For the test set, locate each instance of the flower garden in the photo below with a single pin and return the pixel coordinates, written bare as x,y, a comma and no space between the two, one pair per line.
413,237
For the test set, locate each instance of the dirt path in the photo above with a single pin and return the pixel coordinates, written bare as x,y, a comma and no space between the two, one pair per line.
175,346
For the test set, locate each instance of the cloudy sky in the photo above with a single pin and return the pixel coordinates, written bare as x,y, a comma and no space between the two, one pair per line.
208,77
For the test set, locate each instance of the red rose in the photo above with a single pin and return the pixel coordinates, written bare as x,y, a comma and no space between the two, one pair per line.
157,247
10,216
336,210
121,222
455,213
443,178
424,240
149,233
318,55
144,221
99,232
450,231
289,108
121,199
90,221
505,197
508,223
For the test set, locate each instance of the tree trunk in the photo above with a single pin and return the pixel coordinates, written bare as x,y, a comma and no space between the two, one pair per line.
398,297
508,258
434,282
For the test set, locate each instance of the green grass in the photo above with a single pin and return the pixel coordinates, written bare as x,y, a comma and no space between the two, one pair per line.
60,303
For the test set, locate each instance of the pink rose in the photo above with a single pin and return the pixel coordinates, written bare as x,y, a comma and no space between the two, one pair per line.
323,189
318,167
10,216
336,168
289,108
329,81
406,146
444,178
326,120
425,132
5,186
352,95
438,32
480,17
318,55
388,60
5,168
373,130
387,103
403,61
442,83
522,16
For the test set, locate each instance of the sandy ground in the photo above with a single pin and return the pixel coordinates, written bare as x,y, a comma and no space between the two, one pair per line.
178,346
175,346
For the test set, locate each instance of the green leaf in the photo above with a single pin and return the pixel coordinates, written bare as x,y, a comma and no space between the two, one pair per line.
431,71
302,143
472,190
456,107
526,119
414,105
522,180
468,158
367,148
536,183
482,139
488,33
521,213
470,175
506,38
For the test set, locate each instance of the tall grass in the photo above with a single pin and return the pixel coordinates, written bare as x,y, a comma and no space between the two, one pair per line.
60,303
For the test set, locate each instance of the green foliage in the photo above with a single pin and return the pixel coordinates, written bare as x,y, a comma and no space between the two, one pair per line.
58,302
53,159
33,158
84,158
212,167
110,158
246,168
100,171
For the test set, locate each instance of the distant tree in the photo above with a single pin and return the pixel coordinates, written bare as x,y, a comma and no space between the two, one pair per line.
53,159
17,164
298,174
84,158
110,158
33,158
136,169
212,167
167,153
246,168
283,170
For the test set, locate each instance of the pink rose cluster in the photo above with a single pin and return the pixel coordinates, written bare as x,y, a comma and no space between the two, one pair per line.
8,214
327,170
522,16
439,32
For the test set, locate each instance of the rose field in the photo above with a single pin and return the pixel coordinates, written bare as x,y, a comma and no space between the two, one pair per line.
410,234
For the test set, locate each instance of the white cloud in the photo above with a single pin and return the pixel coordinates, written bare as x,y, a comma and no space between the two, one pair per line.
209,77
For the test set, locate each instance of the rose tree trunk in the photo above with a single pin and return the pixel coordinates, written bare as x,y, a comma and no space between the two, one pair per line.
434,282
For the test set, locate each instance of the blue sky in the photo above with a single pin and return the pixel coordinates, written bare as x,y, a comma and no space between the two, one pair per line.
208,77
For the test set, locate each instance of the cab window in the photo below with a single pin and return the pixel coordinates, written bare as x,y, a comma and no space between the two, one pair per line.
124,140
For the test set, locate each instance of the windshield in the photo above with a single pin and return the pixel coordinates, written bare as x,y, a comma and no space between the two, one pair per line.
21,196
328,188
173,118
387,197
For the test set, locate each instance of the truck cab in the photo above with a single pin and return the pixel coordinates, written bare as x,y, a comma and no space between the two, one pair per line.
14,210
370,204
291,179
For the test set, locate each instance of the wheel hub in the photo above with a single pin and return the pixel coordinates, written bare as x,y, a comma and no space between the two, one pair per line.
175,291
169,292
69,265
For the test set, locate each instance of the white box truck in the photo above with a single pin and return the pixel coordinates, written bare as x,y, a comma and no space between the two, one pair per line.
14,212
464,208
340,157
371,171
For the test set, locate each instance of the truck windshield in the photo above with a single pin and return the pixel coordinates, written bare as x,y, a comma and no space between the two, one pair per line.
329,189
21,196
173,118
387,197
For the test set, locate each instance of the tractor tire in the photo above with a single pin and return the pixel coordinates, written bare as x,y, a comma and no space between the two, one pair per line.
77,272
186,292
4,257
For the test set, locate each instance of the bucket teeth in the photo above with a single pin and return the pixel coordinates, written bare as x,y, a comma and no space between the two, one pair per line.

....

» **Given task**:
Extract every entry above verbatim, one per line, in the order given.

» **Result of this task**:
For the test set, locate each instance of the flower garden in the photo below with a single pin and return the pixel coordinates, written bare as x,y, a comma and no space between the two, one pair per line.
413,237
For the test set, locate each instance of the dirt path in the photo above with a single pin and return the pixel coordinates, written bare as x,y, a comma and no space between the two, one pair per line.
175,346
For the test set, locate each instance of the cloudy sky in the photo above with a single pin and return the pixel coordinates, written bare as x,y, a comma and no space between the two, one pair per line.
208,77
For the test set, locate each instance of the red rose in the photo above with a single pin and return the pixel coordinates, written bare as x,y, a comma and no space between the two, one pair per line.
157,247
10,216
336,210
121,222
455,213
443,178
424,240
149,233
318,55
144,221
99,232
450,231
289,108
121,199
90,221
505,197
508,223
For the test set, locate each instance of the tree trunk in the photo above with a single pin and return the pixel coordinates, written bare as x,y, a comma and no space between the two, one pair per line.
398,297
508,258
434,282
For the test set, locate each instance of the green grass in the photo above with a single pin and return the pixel coordinates, written bare as x,y, a comma and no space between the two, one pair per line.
60,303
For the test set, locate each instance of the pink rose in the photo above with a single pin and return the pixel coordinates, written bare as x,y, a comma and no space between the two, one pair per line.
323,189
318,167
10,216
336,168
289,108
329,81
406,146
444,178
326,120
425,132
5,186
352,95
438,32
480,17
318,55
388,60
5,168
373,130
387,103
403,61
442,83
522,16
For the test set, locate each instance of the sandy ground in the photo above with a single pin and return the pixel coordinates, written bare as x,y, a comma and no space between the two, one pair per line.
178,346
175,346
For the test set, locate each instance of the green leaf in the photo above with a single pin and return the pixel coordinates, written bare as x,y, a comma and no space between the two, one pair per line.
431,71
302,143
472,190
456,107
526,119
414,105
522,180
468,158
367,148
536,183
482,139
488,33
521,213
470,175
506,38
For the test set, locate each instance of the tall grass in the photo above with a single pin and return the pixel coordinates, written bare as x,y, a comma and no space between the two, one pair per line.
60,303
For the test set, locate each instance of the green foliage in the photo above with a single pin and return the pixel coordinates, written bare as x,y, a comma and no space between the two, one pair per line.
58,302
53,159
33,158
84,158
212,167
110,158
246,168
100,171
For the test set, locate each instance of the distant tree in the photo above with a single pin and return the pixel coordinates, written bare as x,y, a comma and no space between the two, one pair per line.
53,159
17,164
298,174
84,158
110,158
33,158
136,169
212,167
167,153
246,168
283,170
For the test set, locate each instance of the pink rose cluster in the photo above with a single pin and return the pixel coordinates, written bare as x,y, a comma and no space between the two, one pair per line.
8,214
327,170
522,16
439,32
For the test set, locate each instance of the rose field in the photo above with a single pin and return the pixel coordinates, written bare as x,y, a comma and no space between the two, one pair per line.
410,234
For the test set, locate each instance of the white cloud in the photo above with a single pin and return the pixel coordinates, written bare as x,y, a comma and no space between the two, one pair per line.
209,77
For the test set, locate each instance of the rose tree trunk in the photo above with a single pin and return the pixel coordinates, written bare as x,y, a comma and no space between the two, one pair per line.
434,282
For the test set, locate each instance of the blue sky in the photo above with a single pin and return the pixel coordinates, written bare as x,y, a comma and no space between the two, one pair per line.
208,77
For the test set, locate each instance of the cab window in the photo below with a single pin and return the pixel coordinates, written bare as x,y, a comma and no space between the two, one pair per line.
124,140
For the test set, locate each instance of the windshield in the photo above with a single pin and return the pixel coordinates, written bare as x,y, a comma and no space between the two, one pair per line.
21,196
328,188
173,118
387,197
For the test set, locate each instance of the truck cab in the photo above with a single pin and return the pixel coordinates, written bare as x,y, a comma and no space between the two, one pair per line.
14,210
370,204
291,179
For the test set, locate each instance of the wheel hub in the photo above with a single pin and return the pixel coordinates, written bare as x,y, a comma and no space between the two, one pair per line.
175,291
169,292
69,265
For the test set, locate each instance of the white box truck in the photo above with a single pin and return the pixel coordinates, written bare as x,y, a comma and no space between the two, one pair per line.
14,212
464,208
340,157
371,171
For the test set, locate each instance of the truck windshield in the photo above with a single pin and return the pixel coordinates, written bare as x,y, a comma and no space between the two, one pair per line.
329,189
21,196
173,118
387,197
For the test set, locate each instance of the tractor tire in the photo above with a single pin and return the pixel coordinates, written bare as x,y, a comma and no space between the two, one pair per line.
77,272
186,292
4,257
For the test set, locate each instance of the bucket teeth in the photo above with a single pin and return the pixel coordinates, written bare as x,y, a comma and no space between the two, one pair per line.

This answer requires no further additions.